# PASSAGE PROVIDED

▼

# ? for the fall Saugeye pros



## DJA (Jun 18, 2004)

At what depth are the feeding Saugeyes at this time of year, on the East central inland lakes of OHIO and is anyone doing any good now?


----------



## ostbucks98 (Apr 14, 2004)

I would target shallows around points and nothing more than 12' of water.If your not trolling pound the lakes main shorline.


----------



## Corey (Apr 5, 2004)

Depends on the lake. Piedmont--early and late in the day, low light periods, concentrate on outside weed edges in 5 to 10 FOW. During the day, especiallyb on sunny days, drop out and troll crankbaits on leadcore in 19-26 FOW. Tappan--try jerkbaits and shallow cranks on shallow rock and gravel before and at daybreak. Move to 18-24 FOW in the day with bladebaits. Atwood, again shallow in low light periods and deep, 24-29 FOW in the daytime. Clendenning--cranks in the shallows on roadbeds and along rip-rap in low light and deep hardbottom edges in the day. My best recent trips have been great for big fish in deep water. Now is the time of year to target wallhangers at Atwood, Tappan, and Clendenning and until the lakes are drawn down too far for most boats to launch without 4WD vehicles it will only get better.


----------

▲

# RECORDS SHOWN
▼

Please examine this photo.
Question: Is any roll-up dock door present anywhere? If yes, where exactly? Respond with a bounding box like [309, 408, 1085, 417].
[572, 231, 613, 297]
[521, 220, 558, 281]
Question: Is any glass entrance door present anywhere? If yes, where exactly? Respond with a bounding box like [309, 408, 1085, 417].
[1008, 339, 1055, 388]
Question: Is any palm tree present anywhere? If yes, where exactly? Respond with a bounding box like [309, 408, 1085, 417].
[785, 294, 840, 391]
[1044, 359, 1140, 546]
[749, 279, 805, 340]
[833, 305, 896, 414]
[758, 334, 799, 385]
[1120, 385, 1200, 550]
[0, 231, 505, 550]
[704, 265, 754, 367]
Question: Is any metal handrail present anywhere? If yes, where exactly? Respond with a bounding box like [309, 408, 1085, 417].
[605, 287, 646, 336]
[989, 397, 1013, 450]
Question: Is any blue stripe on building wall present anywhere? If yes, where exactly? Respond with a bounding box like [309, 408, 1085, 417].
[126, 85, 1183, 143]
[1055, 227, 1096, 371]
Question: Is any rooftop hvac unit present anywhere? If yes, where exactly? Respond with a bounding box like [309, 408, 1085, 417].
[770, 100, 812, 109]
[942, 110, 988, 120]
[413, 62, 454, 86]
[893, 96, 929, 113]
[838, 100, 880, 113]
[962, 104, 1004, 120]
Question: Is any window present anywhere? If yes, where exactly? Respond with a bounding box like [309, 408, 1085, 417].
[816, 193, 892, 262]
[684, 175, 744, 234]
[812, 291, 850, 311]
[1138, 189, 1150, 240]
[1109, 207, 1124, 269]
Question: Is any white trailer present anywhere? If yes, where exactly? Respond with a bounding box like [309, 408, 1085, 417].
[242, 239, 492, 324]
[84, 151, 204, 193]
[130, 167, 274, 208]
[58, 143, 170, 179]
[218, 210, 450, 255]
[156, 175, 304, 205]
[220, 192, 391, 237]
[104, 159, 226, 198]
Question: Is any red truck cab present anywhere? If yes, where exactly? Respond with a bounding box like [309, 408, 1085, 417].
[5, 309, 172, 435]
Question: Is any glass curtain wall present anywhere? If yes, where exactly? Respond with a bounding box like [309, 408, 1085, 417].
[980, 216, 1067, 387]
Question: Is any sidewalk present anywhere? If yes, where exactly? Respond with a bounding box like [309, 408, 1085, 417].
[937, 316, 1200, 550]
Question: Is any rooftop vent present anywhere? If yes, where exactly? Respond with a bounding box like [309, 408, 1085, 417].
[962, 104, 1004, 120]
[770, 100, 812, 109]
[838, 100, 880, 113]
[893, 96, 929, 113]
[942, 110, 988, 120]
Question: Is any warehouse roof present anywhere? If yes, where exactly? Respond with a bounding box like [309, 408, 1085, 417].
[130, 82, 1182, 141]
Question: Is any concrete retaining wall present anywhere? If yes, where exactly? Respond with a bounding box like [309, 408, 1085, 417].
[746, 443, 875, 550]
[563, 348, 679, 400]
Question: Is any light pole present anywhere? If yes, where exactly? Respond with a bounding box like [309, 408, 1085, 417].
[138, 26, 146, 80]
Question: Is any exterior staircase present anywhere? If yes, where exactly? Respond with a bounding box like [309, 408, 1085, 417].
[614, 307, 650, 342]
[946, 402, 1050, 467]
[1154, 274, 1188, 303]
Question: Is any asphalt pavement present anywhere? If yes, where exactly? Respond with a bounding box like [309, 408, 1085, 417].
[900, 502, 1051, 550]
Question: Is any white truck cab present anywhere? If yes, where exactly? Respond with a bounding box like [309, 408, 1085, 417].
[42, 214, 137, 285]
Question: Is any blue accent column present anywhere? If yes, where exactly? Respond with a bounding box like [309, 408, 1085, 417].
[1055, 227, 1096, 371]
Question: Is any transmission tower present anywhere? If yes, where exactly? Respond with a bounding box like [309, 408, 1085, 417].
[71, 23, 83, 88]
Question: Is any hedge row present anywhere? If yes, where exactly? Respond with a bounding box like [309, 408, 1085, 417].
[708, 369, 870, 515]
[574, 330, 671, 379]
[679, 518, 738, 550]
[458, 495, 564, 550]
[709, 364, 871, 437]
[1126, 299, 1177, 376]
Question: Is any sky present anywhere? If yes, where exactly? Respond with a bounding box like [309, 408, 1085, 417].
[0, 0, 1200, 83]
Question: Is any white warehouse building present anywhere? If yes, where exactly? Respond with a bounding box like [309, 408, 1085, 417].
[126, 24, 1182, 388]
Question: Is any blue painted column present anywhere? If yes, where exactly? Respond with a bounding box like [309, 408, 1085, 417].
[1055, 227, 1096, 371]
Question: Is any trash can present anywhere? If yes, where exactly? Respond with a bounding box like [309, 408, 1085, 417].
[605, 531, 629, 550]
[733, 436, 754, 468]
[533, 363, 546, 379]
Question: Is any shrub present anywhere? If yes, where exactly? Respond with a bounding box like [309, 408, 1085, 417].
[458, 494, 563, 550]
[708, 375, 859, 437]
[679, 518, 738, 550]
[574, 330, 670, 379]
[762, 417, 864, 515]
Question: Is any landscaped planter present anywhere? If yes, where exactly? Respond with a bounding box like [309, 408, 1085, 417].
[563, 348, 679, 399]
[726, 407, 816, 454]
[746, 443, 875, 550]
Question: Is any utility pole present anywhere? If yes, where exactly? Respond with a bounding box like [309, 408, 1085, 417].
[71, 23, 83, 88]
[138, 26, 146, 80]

▲

# TASKS TO CARRY OUT
A: Retype the portion of the saugeye fishing thread between "## DJA (Jun" and "(Apr 14, 2004)", inclusive.
B: List every lake named in the saugeye fishing thread.
C: According to the saugeye fishing thread, which kind of bait should be used at Tappan during the day?

# FULL ANSWERS
A:
## DJA (Jun 18, 2004)

At what depth are the feeding Saugeyes at this time of year, on the East central inland lakes of OHIO and is anyone doing any good now?


----------



## ostbucks98 (Apr 14, 2004)

B: Piedmont, Tappan, Atwood, Clendenning

C: Bladebaits, fished in 18-24 FOW.